More MS news articles for July 1999

Private Files on Public Display

Vol. 15, No. 27 -- July 26, 1999

Published Date July 2, 1999, in Washington, D.C.
By Aimee Howd

Americans' medical records no longer are secure, and four health-care bills recently proposed in Congress may not go far enough in restoring encroached privacy rights.  It once seemed to be Orwellian fiction, but no more. At the turn of the millennium at least four bills dealing with loss of medical privacy are being considered on Capitol Hill, and intense bureaucratic debates are occurring within the Department of Health and Human Services, or HHS. There is reason for this concern.

Take smart cards. Databases. Highly personal information. Mix these with federal mandates, the perception of invaded privacy and billions of dollars' worth of corporate interests -- and the result is a combination hot enough to ignite a technological, political and philosophical firestorm.

How can public health be served and personal privacy preserved? Thirty-four months ago, in the Health Insurance Portability and Accountability Act, or HIPAA, Congress gave itself a deadline for coming up with an answer. But as the weeks count down toward the Aug. 21 day of reckoning, there is no consensus. Left to flame unchecked, even the best aspects of technological progress and data collection -- with their promises of reduced costs and administrative simplification -- appear to have made vulnerable Americans who once felt their privacy was shielded by firewalls of civil liberty.

Awaiting action in committee are the Health Care Personal Information Nondisclosure Act of 1999 (S578), introduced by GOP Sen. Jim Jeffords of Vermont and Democratic Sen. Christopher Dodd of Connecticut; the Medical Information Protection Act of 1999 (S881), introduced by Utah Republican Sen. Robert Bennett; and the Medical Information Privacy and Security Act (S573/HR1057), introduced by Democratic Sens. Patrick Leahy of Vermont and Edward Kennedy of Massachusetts.

Occasionally there is talk of an emergency move to push back the deadline, but the clock is ticking. If the deadline passes without congressional action, the responsibility for crafting regulations to protect these medical records will fall to the Clinton administration's HHS, headed by Secretary Donna Shalala. So plans already are in the works.

But privacy advocates are not happy with the executive recommendations, the legislative plans or the bureaucratic proposals -- all ostensibly formulated to preserve medical privacy. While packaged under labels of patient protection to lull public outcry, they say, the proposals cater to the interests of government research and the growing public-health industry.

After reviewing the most recent draft of the Jeffords legislation, which is seen as the markup vehicle most likely to move out of the Senate Health, Education, Labor and Pensions Committee, Sue Blevins of the Institute for Health Freedom has concerns. "What appears to be coming is not just the collection of a paper record that says, for example, 'John Doe is an alcoholic,' but [the chairman's markup is] talking about authorizing actual collection of blood, sperm and possibly a single cell," she says. "It looks from the chairman's marks that you're told you need to give informed consent for the use of your medical records, yet in order to get health insurance you are coerced into forfeiting your informed consent. In addition, research organizations are not necessarily required to get your informed

The Jeffords bill was derailed earlier this month in a disagreement about whether patients whose medical records have been misused should have a right to sue and for how much, and over who should have access to juvenile medical records, says Jeffords spokesman Joe Karpinski. "Jeffords felt we should not go forward with the markup due to the likelihood of losing bipartisan support," Karpinski tells Insight. Other issues, such as whether federal law should preempt state laws on these matters, are even more controversial.

## STUDY MATERIAL

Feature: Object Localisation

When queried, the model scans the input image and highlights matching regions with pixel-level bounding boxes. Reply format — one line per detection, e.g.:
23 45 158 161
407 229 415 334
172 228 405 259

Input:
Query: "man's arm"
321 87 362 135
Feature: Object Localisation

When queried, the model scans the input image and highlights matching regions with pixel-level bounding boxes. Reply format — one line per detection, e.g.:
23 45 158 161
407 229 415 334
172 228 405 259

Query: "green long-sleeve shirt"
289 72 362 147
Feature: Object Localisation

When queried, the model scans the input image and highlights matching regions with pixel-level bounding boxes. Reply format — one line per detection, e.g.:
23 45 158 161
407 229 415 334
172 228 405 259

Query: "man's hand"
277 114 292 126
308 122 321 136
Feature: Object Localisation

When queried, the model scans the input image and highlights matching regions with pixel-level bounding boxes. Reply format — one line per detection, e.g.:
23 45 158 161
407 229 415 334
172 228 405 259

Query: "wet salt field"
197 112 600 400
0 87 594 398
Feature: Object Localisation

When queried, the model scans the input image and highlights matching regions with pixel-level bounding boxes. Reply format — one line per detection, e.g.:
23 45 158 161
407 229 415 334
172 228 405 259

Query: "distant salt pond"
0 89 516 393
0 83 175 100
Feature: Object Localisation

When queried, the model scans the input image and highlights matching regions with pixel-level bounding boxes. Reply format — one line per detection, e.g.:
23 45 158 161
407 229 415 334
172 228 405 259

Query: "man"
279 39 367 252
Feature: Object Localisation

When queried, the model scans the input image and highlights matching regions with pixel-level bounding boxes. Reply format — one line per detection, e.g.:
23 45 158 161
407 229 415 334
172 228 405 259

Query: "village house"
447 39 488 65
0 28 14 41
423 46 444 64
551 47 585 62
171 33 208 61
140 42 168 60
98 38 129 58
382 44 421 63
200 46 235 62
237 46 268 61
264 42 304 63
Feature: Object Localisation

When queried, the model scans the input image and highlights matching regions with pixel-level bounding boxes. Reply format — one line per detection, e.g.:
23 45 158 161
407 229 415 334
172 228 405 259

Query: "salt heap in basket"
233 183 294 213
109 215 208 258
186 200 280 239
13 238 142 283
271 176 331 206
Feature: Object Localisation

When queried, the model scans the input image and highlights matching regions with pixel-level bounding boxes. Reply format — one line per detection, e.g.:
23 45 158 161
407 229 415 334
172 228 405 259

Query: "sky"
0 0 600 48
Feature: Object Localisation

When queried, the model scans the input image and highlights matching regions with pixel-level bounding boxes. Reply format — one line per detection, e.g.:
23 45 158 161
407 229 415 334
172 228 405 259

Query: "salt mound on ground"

## TASK INSTRUCTIONS
In the article on medical privacy, who introduced the Medical Information Protection Act of 1999 (S881)?

## EXERCISE SOLUTION
Utah Republican Sen. Robert Bennett introduced it.